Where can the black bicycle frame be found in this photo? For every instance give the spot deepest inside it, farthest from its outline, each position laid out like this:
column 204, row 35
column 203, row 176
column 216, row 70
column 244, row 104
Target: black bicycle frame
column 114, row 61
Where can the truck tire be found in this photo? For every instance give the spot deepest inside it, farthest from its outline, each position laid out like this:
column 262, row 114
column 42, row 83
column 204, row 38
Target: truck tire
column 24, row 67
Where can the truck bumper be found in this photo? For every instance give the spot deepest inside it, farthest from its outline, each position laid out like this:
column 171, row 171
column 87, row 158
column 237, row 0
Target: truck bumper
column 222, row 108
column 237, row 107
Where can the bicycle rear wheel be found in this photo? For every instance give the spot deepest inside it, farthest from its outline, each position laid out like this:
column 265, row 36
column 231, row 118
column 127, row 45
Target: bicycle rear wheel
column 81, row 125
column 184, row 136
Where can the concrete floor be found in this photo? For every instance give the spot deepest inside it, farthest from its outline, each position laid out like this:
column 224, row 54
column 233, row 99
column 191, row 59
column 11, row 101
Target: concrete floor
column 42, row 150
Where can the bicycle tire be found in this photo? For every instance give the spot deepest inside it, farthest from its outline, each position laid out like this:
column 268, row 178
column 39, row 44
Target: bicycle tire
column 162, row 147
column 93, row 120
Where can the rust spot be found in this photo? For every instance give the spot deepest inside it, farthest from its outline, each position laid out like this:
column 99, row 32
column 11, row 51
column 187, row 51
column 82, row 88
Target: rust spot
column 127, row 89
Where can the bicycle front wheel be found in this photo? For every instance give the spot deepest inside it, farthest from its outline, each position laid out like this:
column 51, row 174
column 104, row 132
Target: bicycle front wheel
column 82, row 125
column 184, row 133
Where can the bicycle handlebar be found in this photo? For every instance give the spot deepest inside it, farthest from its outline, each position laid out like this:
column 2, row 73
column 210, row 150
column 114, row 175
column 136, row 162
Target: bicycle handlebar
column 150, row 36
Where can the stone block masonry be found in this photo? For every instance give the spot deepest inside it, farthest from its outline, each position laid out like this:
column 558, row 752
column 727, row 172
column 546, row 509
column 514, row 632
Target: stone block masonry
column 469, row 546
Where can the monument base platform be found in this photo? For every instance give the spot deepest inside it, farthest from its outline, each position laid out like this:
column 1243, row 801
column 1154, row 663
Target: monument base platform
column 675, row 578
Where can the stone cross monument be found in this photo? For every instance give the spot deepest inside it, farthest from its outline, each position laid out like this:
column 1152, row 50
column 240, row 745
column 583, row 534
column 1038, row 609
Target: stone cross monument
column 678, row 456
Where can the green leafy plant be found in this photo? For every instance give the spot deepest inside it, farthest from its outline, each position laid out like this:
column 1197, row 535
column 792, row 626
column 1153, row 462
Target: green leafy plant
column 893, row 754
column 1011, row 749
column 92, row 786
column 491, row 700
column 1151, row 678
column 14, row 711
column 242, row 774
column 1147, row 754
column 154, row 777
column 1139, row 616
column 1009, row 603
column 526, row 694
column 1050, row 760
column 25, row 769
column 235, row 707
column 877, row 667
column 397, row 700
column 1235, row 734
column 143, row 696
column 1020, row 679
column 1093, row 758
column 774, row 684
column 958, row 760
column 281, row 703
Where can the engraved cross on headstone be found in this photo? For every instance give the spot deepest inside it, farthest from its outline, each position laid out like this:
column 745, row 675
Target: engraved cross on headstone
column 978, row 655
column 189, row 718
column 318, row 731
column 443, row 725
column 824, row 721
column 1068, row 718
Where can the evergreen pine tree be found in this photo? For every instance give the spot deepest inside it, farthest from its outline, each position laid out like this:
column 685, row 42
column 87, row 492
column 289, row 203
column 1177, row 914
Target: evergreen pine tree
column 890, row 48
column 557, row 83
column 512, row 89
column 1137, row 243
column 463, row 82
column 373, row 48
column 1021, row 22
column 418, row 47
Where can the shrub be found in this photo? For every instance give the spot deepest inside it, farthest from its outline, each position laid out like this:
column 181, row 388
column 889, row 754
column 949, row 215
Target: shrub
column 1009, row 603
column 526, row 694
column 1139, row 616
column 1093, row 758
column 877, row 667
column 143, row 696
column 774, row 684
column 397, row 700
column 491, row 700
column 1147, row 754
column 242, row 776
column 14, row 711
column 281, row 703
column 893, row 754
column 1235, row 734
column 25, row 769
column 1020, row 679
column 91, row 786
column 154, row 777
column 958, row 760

● **What you will do**:
Copy the rows word for word, from the line with "Where can the bicycle tire" to the line with "column 127, row 89", including both of those lines.

● **Response below**:
Where can the bicycle tire be found in this photo? For every instance give the spot deepest inside it, farthest from its outline, each position laid out like this:
column 268, row 178
column 39, row 44
Target: bicycle tire
column 162, row 147
column 93, row 120
Where can the rust spot be found in this photo? For every instance give the spot deepest inside it, farthest from its outline, each position laid out like this:
column 99, row 32
column 11, row 51
column 187, row 51
column 82, row 88
Target: rust spot
column 127, row 89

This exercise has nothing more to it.